▶ Task to carry out
Count the lines in the material below that contain the string "wooden". Reply with that number alone.

▶ Given data
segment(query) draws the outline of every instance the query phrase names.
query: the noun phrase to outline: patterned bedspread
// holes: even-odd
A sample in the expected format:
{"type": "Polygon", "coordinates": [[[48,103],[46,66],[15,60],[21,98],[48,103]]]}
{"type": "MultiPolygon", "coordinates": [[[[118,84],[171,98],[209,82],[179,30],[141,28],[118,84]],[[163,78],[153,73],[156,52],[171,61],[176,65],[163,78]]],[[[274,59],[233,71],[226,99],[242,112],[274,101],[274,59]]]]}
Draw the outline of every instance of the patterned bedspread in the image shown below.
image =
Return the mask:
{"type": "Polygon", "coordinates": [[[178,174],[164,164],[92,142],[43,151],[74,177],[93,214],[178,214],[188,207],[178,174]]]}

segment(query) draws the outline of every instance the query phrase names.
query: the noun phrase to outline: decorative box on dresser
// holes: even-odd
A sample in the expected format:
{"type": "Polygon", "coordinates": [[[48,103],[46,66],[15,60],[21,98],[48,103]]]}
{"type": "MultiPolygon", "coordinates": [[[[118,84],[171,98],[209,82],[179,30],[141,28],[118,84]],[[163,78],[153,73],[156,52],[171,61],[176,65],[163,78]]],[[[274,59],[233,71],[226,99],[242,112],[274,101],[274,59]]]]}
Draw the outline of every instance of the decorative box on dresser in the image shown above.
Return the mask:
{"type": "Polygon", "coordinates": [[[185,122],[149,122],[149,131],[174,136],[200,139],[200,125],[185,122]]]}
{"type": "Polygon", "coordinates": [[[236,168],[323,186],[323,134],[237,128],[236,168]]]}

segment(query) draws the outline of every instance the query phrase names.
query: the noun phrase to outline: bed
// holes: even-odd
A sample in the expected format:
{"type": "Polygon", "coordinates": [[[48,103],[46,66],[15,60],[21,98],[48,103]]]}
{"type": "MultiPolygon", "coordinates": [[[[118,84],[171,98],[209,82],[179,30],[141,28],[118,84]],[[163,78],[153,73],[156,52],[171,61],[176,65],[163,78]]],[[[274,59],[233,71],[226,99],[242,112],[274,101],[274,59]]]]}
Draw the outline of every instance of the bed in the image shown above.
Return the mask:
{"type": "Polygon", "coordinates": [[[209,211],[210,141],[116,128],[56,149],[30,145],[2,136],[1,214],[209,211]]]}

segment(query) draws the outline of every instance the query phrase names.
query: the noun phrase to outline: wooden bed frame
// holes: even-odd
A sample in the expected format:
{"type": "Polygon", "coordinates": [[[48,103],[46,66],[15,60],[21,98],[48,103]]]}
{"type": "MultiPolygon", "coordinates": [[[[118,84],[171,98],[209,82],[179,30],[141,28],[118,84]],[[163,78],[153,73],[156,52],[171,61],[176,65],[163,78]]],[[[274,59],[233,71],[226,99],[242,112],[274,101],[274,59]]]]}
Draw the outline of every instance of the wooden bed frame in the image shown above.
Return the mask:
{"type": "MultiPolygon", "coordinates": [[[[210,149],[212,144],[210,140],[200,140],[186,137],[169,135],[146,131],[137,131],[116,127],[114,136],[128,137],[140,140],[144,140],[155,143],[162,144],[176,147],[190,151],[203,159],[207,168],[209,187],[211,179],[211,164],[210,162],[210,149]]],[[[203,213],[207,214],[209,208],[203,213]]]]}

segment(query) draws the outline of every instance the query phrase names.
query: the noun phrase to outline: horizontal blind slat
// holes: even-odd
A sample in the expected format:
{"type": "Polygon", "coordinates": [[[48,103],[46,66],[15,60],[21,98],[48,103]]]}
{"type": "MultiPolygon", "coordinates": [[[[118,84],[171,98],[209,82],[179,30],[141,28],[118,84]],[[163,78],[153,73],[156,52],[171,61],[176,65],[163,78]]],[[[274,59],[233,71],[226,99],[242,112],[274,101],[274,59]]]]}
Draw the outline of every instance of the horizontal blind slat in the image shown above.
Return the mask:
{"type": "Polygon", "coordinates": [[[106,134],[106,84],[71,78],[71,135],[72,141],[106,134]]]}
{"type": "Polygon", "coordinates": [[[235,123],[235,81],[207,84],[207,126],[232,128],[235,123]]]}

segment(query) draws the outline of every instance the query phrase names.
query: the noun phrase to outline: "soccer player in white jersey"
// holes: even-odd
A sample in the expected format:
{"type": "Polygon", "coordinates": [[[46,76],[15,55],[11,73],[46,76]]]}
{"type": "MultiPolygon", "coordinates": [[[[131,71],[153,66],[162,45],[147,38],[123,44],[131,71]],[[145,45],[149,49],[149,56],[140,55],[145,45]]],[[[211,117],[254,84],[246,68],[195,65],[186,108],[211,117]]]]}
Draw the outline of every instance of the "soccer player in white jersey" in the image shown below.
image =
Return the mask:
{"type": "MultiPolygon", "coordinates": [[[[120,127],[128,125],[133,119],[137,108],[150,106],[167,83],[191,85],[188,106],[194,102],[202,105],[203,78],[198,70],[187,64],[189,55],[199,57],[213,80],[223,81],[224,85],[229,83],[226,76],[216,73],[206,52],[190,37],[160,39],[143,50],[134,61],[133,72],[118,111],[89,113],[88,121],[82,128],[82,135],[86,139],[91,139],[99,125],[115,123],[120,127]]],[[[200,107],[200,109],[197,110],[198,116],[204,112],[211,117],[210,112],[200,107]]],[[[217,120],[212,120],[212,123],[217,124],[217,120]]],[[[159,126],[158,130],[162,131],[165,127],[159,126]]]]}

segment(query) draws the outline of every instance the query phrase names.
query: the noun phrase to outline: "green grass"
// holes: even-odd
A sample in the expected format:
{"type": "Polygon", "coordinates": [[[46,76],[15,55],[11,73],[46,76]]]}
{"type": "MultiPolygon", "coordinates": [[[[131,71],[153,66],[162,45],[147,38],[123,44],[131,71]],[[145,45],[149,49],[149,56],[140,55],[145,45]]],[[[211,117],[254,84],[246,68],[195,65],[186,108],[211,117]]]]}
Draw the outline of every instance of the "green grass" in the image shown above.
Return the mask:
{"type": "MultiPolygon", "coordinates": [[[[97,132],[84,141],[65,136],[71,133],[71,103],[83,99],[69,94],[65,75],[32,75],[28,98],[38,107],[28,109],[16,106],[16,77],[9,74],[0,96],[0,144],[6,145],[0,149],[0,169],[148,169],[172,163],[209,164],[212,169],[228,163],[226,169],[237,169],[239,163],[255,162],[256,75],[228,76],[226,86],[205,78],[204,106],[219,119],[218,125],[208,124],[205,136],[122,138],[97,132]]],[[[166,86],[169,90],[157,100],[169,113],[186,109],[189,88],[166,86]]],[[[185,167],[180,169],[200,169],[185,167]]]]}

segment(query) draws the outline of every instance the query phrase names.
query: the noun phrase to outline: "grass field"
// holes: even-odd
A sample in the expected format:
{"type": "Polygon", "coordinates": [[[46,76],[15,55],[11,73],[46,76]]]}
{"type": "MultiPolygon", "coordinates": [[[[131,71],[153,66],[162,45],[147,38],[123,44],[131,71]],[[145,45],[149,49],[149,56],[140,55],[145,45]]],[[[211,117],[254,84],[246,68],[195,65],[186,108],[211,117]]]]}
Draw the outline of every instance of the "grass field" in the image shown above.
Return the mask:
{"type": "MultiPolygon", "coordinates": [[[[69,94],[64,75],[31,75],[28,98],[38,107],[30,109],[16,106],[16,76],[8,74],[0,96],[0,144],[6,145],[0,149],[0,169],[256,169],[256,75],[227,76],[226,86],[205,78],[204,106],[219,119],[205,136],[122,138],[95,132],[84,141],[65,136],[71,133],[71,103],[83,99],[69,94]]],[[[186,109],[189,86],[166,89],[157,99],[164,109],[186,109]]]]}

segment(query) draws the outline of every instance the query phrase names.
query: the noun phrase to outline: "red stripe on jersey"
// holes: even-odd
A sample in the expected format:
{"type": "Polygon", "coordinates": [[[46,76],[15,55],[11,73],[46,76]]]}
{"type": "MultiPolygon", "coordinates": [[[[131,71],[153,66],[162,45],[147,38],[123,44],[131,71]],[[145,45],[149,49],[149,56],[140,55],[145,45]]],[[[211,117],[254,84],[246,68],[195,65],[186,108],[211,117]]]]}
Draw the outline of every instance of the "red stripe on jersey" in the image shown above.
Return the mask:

▶ Answer to the exercise
2